### Exercise aim
Reproduce without change the lines in the material below that run from the one with "Where can you spot the shadow" to the end, and nothing more.
··· Extracted entries
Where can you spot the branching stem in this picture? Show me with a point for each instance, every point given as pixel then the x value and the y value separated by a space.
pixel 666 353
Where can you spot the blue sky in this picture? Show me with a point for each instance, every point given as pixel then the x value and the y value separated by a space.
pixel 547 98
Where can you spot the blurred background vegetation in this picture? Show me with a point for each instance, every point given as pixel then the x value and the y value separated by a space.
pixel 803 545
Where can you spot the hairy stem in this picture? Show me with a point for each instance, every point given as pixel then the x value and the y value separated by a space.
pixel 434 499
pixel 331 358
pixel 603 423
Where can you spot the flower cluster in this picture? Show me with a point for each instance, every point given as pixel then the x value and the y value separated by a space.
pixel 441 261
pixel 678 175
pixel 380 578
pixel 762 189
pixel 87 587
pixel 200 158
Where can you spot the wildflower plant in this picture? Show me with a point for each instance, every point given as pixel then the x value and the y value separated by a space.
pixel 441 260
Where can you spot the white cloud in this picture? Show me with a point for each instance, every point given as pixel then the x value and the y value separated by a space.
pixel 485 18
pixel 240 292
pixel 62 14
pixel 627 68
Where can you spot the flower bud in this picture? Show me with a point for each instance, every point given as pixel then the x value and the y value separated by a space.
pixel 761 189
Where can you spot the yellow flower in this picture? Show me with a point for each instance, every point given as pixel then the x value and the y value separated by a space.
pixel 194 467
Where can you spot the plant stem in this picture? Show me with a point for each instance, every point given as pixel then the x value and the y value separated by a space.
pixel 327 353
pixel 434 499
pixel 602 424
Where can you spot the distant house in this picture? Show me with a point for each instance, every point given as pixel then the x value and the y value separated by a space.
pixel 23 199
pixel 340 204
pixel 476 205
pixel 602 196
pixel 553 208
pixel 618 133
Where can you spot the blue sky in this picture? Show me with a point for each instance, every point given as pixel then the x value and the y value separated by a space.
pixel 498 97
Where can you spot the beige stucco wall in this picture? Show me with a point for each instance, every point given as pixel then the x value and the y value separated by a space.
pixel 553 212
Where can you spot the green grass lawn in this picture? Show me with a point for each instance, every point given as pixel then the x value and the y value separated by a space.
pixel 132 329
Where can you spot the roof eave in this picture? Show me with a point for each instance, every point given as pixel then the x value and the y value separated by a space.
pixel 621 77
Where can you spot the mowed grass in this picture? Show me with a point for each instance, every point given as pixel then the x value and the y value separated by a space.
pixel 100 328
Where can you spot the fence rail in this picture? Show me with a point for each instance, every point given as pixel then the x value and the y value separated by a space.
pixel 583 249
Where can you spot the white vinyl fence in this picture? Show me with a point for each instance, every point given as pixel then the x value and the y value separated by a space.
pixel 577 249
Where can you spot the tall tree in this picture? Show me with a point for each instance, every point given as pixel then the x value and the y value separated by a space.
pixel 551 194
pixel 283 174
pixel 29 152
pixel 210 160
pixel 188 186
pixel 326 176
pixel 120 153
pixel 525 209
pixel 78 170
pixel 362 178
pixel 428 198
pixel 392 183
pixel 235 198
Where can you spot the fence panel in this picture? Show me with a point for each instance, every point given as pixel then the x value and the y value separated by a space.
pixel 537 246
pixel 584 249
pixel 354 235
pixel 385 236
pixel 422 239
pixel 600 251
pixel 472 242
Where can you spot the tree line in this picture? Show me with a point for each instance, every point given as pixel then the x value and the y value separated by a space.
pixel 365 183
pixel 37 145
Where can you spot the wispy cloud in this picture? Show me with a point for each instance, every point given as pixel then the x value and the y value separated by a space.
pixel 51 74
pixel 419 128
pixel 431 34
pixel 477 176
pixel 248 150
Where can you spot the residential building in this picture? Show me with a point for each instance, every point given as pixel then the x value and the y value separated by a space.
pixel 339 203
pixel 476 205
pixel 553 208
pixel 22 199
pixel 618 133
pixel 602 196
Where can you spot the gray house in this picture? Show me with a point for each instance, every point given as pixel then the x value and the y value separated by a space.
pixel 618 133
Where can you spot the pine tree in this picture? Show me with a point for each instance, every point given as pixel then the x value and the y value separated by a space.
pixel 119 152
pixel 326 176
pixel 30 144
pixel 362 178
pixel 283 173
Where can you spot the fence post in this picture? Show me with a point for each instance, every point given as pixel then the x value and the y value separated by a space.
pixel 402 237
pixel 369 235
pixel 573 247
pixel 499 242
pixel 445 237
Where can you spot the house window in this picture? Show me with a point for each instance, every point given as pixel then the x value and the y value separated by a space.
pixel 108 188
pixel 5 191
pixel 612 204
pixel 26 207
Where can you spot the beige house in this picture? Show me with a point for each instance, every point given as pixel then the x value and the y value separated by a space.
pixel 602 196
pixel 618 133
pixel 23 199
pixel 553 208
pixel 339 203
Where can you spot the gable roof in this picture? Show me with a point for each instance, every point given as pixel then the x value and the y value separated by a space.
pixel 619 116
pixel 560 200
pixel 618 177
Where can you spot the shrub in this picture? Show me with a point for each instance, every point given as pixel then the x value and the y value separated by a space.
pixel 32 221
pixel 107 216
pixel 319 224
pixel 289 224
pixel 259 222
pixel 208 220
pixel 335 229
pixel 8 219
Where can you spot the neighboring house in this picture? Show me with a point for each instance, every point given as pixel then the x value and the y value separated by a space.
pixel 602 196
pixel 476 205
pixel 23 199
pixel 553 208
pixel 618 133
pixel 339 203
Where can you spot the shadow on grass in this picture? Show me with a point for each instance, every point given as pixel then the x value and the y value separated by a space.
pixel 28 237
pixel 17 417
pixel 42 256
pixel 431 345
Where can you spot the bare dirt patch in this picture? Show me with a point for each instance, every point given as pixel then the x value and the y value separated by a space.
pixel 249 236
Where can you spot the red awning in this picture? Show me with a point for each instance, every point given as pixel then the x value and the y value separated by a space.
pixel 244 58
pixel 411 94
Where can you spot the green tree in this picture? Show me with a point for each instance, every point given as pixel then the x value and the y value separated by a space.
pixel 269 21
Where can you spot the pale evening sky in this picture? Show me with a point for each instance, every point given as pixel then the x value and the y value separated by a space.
······
### Result of this exercise
Where can you spot the shadow on grass in this picture? Show me with a point for each instance, every point given as pixel then the x value and the y value separated by a space.
pixel 28 237
pixel 17 417
pixel 42 256
pixel 431 345
Where can you spot the bare dirt patch in this picture? Show me with a point for each instance, every point given as pixel then the x value and the y value separated by a space.
pixel 249 236
Where can you spot the red awning in this picture? Show me with a point for each instance, every point given as pixel then the x value and the y value separated by a space.
pixel 244 58
pixel 411 94
Where can you spot the green tree in this picture? Show me with a point for each instance, every point given as pixel then the x value and the y value separated by a space.
pixel 269 21
Where can you spot the pale evening sky in this picture? Show me with a point for each instance, every point given as pixel then the x value and the y value separated by a space.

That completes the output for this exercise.